## BEGIN DATASET ENTRIES

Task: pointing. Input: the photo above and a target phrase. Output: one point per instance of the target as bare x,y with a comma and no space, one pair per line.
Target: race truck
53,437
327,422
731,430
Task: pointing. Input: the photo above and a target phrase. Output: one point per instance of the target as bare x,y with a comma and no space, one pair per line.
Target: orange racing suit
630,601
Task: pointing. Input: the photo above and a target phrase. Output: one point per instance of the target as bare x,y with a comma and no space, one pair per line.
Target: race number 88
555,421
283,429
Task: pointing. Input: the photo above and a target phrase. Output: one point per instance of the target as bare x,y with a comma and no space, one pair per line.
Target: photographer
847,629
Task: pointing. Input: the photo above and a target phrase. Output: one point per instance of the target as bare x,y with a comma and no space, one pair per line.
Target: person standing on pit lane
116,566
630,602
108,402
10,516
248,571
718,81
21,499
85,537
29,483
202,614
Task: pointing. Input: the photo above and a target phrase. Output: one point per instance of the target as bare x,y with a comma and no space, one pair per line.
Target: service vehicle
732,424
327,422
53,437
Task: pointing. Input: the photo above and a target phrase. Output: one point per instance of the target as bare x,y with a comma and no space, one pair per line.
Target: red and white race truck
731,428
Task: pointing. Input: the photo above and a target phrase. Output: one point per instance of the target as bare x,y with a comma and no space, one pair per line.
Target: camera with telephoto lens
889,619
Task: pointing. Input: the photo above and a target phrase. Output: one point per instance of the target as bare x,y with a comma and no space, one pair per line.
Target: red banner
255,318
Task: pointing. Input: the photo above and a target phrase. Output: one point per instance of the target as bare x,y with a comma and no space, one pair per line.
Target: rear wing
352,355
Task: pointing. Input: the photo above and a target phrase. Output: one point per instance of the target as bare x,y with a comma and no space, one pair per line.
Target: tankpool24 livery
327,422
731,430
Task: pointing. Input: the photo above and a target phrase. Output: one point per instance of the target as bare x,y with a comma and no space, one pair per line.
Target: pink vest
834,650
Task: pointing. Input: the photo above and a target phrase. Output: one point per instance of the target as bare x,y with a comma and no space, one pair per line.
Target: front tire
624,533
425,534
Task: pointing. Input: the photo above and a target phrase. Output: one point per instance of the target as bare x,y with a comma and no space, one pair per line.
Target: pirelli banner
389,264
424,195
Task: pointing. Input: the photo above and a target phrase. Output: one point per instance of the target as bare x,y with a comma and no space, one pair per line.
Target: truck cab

## END DATASET ENTRIES

— YOUR TASK —
Transcribe every line of the data, exactly as it stands.

— SOLUTION —
Task: pointing. Input: the photo above and a target phrase. Output: one point per instance of the target as bare x,y with a comma and no space, one pair per line.
Target: race truck
53,437
327,422
731,430
Task: pointing. Input: the photo above and a target phrase. Output: one point per instance of the target as bare x,y with a comma and no space, one pair per line.
Target: orange racing suit
630,601
Task: pointing. Input: the photo above and a target phrase. Output: one point per instance of the target as bare x,y with a comma and no space, one pair per line.
Target: race number 88
555,421
283,429
Task: pointing. Input: the photo above and a target phrase. Output: one point per instance of the target as bare x,y with a comma and no space, one pair per line.
Target: photographer
847,629
Task: pointing. Input: the photo above and a target phrase. Output: one point per instance of the target as bare x,y with a comma and no space, one pair per line.
Target: person standing on pit lane
116,566
630,602
108,402
10,516
248,571
718,81
21,499
85,537
29,483
202,614
Task: pointing. Input: the photo above and a target phrase. Output: one point per instance of the target as bare x,y with a comma and no space, one pair per line.
Target: service vehicle
732,424
327,422
53,437
Task: pointing. Input: the photo above and a target phrase. Output: one point per instance of the target as bare x,y with a comma and no space, one pair per line.
Target: red and white race truck
731,428
Task: pointing. Input: the photo above and a target phrase. Output: one point per instance of the target as bare x,y with a comma and no space, one pair per line.
Target: camera with telephoto lens
889,619
Task: pointing. Input: the photo above and a target phrase. Output: one point per instance of the target as bare x,y with a comma and no space, one pair per line.
Target: red banner
255,318
Task: pointing. Input: the photo above and a target phrase. Output: one point per instance of the target as bare x,y with a comma and no space, one pair per line.
Target: rear wing
352,355
Task: pointing. Input: the photo above and a target phrase. Output: one point per instance of the target as bare x,y with a comma and no space, one pair per line.
Target: tankpool24 livery
327,422
731,430
Task: pointing. Input: the photo above and a target phrase. Output: one point per instance of the target as bare x,y with a comma and no space, one pair per line.
Target: pink vest
834,650
Task: pointing. Input: the photo above and a target phrase. Output: one point per instance of the target as bare x,y with a comma and no space, one pair per line.
Target: front tire
624,533
425,534
Task: pointing. Input: the photo above and a target phrase. Output: one point per instance of the target as bare x,y with a comma and no space, one pair per line.
Target: pirelli banner
389,264
424,195
Task: pointing. Input: the photo above and a target phrase. Output: one point per instance of the target as bare x,y with a comma and no space, one pair per line.
Target: truck cab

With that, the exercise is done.